- Goal of the exercise: Count the lines in the material below that contain the word "white", and reply with that number alone.

- Supplied records:

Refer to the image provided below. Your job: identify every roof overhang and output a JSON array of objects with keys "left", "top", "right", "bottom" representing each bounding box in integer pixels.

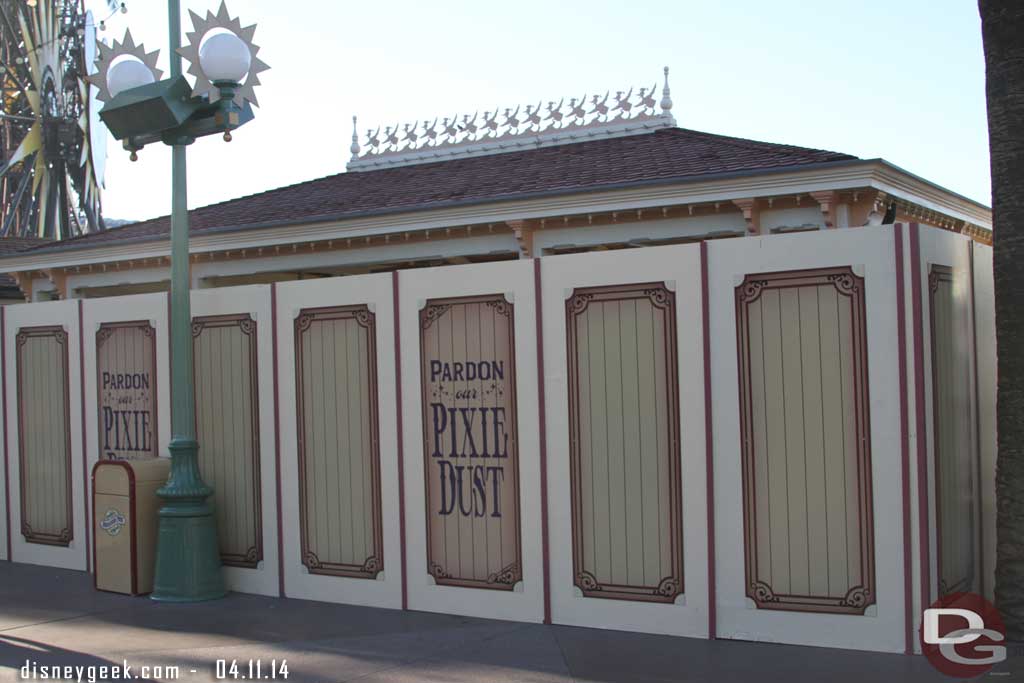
[{"left": 0, "top": 159, "right": 991, "bottom": 272}]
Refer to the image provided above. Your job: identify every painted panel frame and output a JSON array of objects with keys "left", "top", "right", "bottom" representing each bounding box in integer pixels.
[
  {"left": 419, "top": 294, "right": 522, "bottom": 591},
  {"left": 735, "top": 266, "right": 877, "bottom": 614},
  {"left": 565, "top": 283, "right": 684, "bottom": 603},
  {"left": 541, "top": 244, "right": 714, "bottom": 638},
  {"left": 191, "top": 313, "right": 263, "bottom": 569},
  {"left": 15, "top": 325, "right": 75, "bottom": 548},
  {"left": 395, "top": 260, "right": 545, "bottom": 622},
  {"left": 94, "top": 321, "right": 160, "bottom": 460},
  {"left": 294, "top": 304, "right": 384, "bottom": 580},
  {"left": 191, "top": 285, "right": 280, "bottom": 596},
  {"left": 707, "top": 226, "right": 920, "bottom": 652}
]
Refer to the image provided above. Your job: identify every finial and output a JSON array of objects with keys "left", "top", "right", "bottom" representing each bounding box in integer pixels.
[
  {"left": 348, "top": 116, "right": 359, "bottom": 159},
  {"left": 662, "top": 67, "right": 672, "bottom": 114}
]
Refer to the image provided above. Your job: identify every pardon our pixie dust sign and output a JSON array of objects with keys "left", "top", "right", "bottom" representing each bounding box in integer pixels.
[
  {"left": 96, "top": 323, "right": 158, "bottom": 460},
  {"left": 420, "top": 294, "right": 522, "bottom": 590}
]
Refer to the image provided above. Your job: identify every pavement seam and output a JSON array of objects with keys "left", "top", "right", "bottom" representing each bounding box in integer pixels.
[
  {"left": 0, "top": 607, "right": 135, "bottom": 633},
  {"left": 548, "top": 624, "right": 577, "bottom": 683},
  {"left": 336, "top": 624, "right": 534, "bottom": 683}
]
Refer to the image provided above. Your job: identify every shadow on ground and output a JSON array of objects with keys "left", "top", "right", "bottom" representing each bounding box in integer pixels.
[{"left": 0, "top": 562, "right": 1024, "bottom": 683}]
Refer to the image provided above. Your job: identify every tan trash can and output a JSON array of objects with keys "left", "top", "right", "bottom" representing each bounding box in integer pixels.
[{"left": 92, "top": 458, "right": 171, "bottom": 595}]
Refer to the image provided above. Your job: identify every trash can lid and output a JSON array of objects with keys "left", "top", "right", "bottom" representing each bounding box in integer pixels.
[{"left": 92, "top": 458, "right": 171, "bottom": 496}]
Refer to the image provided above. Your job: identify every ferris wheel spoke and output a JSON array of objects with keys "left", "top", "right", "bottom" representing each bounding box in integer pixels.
[{"left": 0, "top": 163, "right": 32, "bottom": 238}]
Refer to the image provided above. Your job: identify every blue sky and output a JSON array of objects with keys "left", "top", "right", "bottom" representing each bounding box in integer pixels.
[{"left": 86, "top": 0, "right": 990, "bottom": 219}]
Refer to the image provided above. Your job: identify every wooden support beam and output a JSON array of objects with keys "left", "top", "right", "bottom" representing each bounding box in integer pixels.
[
  {"left": 10, "top": 272, "right": 32, "bottom": 303},
  {"left": 810, "top": 189, "right": 836, "bottom": 229},
  {"left": 729, "top": 199, "right": 761, "bottom": 234},
  {"left": 43, "top": 268, "right": 68, "bottom": 300},
  {"left": 505, "top": 220, "right": 534, "bottom": 258}
]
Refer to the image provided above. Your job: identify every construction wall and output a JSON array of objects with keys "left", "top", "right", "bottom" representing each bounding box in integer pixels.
[{"left": 0, "top": 225, "right": 994, "bottom": 651}]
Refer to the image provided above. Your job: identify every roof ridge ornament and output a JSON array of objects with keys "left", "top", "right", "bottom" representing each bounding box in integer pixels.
[{"left": 347, "top": 67, "right": 676, "bottom": 171}]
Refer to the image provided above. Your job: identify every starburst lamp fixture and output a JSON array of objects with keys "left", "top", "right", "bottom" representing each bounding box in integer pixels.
[
  {"left": 90, "top": 3, "right": 268, "bottom": 155},
  {"left": 82, "top": 0, "right": 267, "bottom": 602}
]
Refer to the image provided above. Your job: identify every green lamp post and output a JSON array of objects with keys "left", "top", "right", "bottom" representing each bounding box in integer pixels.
[{"left": 90, "top": 0, "right": 267, "bottom": 602}]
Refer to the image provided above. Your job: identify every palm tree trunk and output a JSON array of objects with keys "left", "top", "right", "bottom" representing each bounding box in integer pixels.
[{"left": 978, "top": 0, "right": 1024, "bottom": 641}]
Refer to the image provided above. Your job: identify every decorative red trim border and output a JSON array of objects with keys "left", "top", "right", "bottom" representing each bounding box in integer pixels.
[
  {"left": 735, "top": 266, "right": 878, "bottom": 614},
  {"left": 909, "top": 223, "right": 932, "bottom": 609},
  {"left": 565, "top": 282, "right": 685, "bottom": 603},
  {"left": 270, "top": 283, "right": 286, "bottom": 598},
  {"left": 391, "top": 270, "right": 409, "bottom": 609},
  {"left": 191, "top": 312, "right": 263, "bottom": 569},
  {"left": 893, "top": 223, "right": 913, "bottom": 654},
  {"left": 700, "top": 242, "right": 718, "bottom": 640},
  {"left": 534, "top": 257, "right": 551, "bottom": 624},
  {"left": 294, "top": 304, "right": 384, "bottom": 579},
  {"left": 86, "top": 460, "right": 139, "bottom": 595},
  {"left": 96, "top": 321, "right": 160, "bottom": 458},
  {"left": 14, "top": 325, "right": 75, "bottom": 548},
  {"left": 0, "top": 306, "right": 14, "bottom": 562},
  {"left": 76, "top": 299, "right": 90, "bottom": 571},
  {"left": 418, "top": 294, "right": 522, "bottom": 591}
]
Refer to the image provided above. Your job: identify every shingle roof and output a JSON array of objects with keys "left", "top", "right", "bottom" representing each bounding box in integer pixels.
[{"left": 24, "top": 128, "right": 856, "bottom": 251}]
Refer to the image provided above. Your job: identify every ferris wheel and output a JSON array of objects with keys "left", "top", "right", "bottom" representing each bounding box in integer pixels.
[{"left": 0, "top": 0, "right": 106, "bottom": 240}]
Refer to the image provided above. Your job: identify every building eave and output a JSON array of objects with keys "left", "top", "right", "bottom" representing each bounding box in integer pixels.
[{"left": 0, "top": 159, "right": 991, "bottom": 272}]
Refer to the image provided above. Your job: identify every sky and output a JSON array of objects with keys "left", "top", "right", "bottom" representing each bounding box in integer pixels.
[{"left": 86, "top": 0, "right": 990, "bottom": 219}]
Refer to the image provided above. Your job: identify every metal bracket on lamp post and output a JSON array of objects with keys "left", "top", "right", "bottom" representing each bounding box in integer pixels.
[{"left": 91, "top": 0, "right": 267, "bottom": 602}]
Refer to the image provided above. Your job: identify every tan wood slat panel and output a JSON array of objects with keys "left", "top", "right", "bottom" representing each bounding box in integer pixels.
[
  {"left": 797, "top": 287, "right": 829, "bottom": 595},
  {"left": 15, "top": 327, "right": 74, "bottom": 547},
  {"left": 816, "top": 287, "right": 850, "bottom": 598},
  {"left": 929, "top": 264, "right": 977, "bottom": 595},
  {"left": 565, "top": 284, "right": 683, "bottom": 602},
  {"left": 618, "top": 301, "right": 645, "bottom": 586},
  {"left": 761, "top": 292, "right": 793, "bottom": 593},
  {"left": 193, "top": 313, "right": 263, "bottom": 568},
  {"left": 744, "top": 299, "right": 774, "bottom": 593},
  {"left": 634, "top": 302, "right": 671, "bottom": 586},
  {"left": 295, "top": 305, "right": 384, "bottom": 579},
  {"left": 96, "top": 321, "right": 160, "bottom": 460},
  {"left": 602, "top": 302, "right": 630, "bottom": 586},
  {"left": 420, "top": 295, "right": 522, "bottom": 591},
  {"left": 736, "top": 267, "right": 876, "bottom": 613},
  {"left": 837, "top": 297, "right": 861, "bottom": 584},
  {"left": 587, "top": 305, "right": 614, "bottom": 584},
  {"left": 779, "top": 290, "right": 813, "bottom": 595}
]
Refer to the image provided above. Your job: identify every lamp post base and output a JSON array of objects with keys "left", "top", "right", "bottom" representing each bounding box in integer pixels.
[{"left": 150, "top": 439, "right": 227, "bottom": 602}]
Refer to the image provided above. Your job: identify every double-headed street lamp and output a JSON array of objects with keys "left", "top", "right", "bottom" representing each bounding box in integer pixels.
[{"left": 89, "top": 0, "right": 267, "bottom": 602}]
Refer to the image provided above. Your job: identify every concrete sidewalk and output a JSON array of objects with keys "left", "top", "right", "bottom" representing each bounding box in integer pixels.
[{"left": 0, "top": 562, "right": 1024, "bottom": 683}]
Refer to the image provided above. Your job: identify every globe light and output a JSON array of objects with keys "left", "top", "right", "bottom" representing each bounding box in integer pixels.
[
  {"left": 106, "top": 58, "right": 157, "bottom": 97},
  {"left": 199, "top": 33, "right": 252, "bottom": 83}
]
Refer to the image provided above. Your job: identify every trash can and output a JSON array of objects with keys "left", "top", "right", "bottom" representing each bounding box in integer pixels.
[{"left": 92, "top": 458, "right": 171, "bottom": 595}]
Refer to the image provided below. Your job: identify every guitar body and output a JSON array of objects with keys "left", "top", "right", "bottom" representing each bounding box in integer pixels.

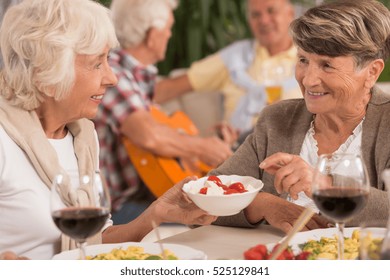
[{"left": 123, "top": 107, "right": 211, "bottom": 197}]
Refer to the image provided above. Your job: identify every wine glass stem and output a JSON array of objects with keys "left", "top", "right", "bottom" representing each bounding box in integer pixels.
[
  {"left": 336, "top": 223, "right": 344, "bottom": 260},
  {"left": 78, "top": 241, "right": 87, "bottom": 260}
]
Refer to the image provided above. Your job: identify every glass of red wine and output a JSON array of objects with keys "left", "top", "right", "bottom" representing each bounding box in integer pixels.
[
  {"left": 312, "top": 153, "right": 370, "bottom": 260},
  {"left": 51, "top": 171, "right": 110, "bottom": 260}
]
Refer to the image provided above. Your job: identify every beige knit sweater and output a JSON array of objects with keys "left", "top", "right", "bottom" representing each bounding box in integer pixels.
[{"left": 211, "top": 88, "right": 390, "bottom": 227}]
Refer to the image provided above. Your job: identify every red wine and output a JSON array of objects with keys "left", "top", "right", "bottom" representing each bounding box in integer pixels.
[
  {"left": 381, "top": 250, "right": 390, "bottom": 260},
  {"left": 52, "top": 207, "right": 109, "bottom": 241},
  {"left": 313, "top": 188, "right": 368, "bottom": 222}
]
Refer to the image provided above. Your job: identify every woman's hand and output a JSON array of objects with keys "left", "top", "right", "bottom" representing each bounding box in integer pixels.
[
  {"left": 152, "top": 177, "right": 217, "bottom": 225},
  {"left": 259, "top": 153, "right": 314, "bottom": 199},
  {"left": 245, "top": 192, "right": 330, "bottom": 233}
]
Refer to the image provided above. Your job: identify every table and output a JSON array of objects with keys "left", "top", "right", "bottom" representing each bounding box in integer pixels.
[{"left": 160, "top": 225, "right": 285, "bottom": 260}]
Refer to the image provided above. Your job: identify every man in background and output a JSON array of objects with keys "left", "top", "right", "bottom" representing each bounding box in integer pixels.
[
  {"left": 154, "top": 0, "right": 301, "bottom": 141},
  {"left": 94, "top": 0, "right": 232, "bottom": 224}
]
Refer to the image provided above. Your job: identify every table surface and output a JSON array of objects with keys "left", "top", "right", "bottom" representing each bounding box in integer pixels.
[{"left": 160, "top": 225, "right": 285, "bottom": 260}]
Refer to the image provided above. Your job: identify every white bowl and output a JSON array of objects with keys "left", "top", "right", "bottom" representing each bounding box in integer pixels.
[{"left": 183, "top": 175, "right": 264, "bottom": 216}]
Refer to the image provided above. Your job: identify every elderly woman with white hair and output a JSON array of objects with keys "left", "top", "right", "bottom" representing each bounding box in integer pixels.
[{"left": 0, "top": 0, "right": 215, "bottom": 259}]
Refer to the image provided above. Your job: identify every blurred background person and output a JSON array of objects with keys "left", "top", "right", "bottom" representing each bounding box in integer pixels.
[
  {"left": 154, "top": 0, "right": 302, "bottom": 142},
  {"left": 94, "top": 0, "right": 232, "bottom": 224}
]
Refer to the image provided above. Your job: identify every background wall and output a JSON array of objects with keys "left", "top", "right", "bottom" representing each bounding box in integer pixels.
[{"left": 99, "top": 0, "right": 390, "bottom": 81}]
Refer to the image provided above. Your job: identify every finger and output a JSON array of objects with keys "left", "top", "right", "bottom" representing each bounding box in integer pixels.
[
  {"left": 260, "top": 153, "right": 294, "bottom": 169},
  {"left": 274, "top": 165, "right": 299, "bottom": 193},
  {"left": 312, "top": 214, "right": 333, "bottom": 228},
  {"left": 279, "top": 222, "right": 292, "bottom": 233}
]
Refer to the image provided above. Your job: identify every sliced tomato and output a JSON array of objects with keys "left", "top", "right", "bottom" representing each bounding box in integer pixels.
[
  {"left": 244, "top": 249, "right": 266, "bottom": 260},
  {"left": 199, "top": 187, "right": 208, "bottom": 194},
  {"left": 207, "top": 175, "right": 223, "bottom": 186},
  {"left": 223, "top": 189, "right": 240, "bottom": 194},
  {"left": 229, "top": 182, "right": 246, "bottom": 193},
  {"left": 295, "top": 251, "right": 311, "bottom": 260}
]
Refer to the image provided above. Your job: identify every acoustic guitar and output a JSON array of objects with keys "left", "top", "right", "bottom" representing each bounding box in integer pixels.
[{"left": 122, "top": 106, "right": 211, "bottom": 197}]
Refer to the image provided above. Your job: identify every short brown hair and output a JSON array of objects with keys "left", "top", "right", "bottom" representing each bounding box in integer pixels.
[{"left": 290, "top": 0, "right": 390, "bottom": 67}]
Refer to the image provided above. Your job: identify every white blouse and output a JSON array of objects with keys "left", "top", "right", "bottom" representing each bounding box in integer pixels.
[{"left": 289, "top": 119, "right": 364, "bottom": 213}]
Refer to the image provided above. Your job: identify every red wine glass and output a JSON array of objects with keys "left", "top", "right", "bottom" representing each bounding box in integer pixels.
[
  {"left": 312, "top": 153, "right": 370, "bottom": 259},
  {"left": 51, "top": 171, "right": 110, "bottom": 259}
]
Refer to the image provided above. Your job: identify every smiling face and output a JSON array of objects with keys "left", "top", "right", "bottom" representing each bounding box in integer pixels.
[
  {"left": 295, "top": 49, "right": 373, "bottom": 116},
  {"left": 56, "top": 48, "right": 117, "bottom": 122},
  {"left": 248, "top": 0, "right": 294, "bottom": 53}
]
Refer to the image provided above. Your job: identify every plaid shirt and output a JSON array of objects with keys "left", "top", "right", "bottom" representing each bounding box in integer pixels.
[{"left": 94, "top": 49, "right": 157, "bottom": 211}]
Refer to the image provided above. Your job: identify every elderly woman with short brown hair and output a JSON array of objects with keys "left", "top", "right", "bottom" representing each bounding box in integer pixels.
[{"left": 213, "top": 0, "right": 390, "bottom": 232}]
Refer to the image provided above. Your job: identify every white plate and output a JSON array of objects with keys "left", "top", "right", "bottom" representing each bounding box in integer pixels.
[
  {"left": 53, "top": 242, "right": 207, "bottom": 260},
  {"left": 267, "top": 227, "right": 358, "bottom": 254}
]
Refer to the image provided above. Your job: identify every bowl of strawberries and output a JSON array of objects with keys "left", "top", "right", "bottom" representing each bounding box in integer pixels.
[{"left": 183, "top": 175, "right": 263, "bottom": 216}]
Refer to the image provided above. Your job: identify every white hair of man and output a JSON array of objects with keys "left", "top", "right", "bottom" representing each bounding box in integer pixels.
[
  {"left": 0, "top": 0, "right": 118, "bottom": 110},
  {"left": 111, "top": 0, "right": 178, "bottom": 48}
]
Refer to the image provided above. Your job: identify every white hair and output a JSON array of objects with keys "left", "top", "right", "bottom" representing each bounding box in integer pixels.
[
  {"left": 111, "top": 0, "right": 178, "bottom": 48},
  {"left": 0, "top": 0, "right": 118, "bottom": 110}
]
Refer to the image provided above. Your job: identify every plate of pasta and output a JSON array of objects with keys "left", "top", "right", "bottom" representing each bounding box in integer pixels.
[
  {"left": 267, "top": 227, "right": 359, "bottom": 260},
  {"left": 52, "top": 242, "right": 207, "bottom": 260}
]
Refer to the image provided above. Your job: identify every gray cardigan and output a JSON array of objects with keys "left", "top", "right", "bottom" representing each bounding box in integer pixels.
[{"left": 210, "top": 87, "right": 390, "bottom": 227}]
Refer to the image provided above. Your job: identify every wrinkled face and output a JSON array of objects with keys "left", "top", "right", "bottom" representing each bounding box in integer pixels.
[
  {"left": 248, "top": 0, "right": 294, "bottom": 49},
  {"left": 295, "top": 49, "right": 371, "bottom": 117},
  {"left": 150, "top": 11, "right": 174, "bottom": 62},
  {"left": 57, "top": 48, "right": 117, "bottom": 121}
]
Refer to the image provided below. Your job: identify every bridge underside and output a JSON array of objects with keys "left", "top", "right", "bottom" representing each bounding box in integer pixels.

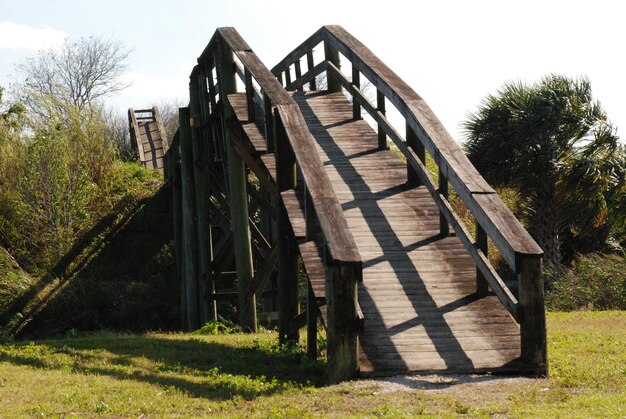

- Reply: 6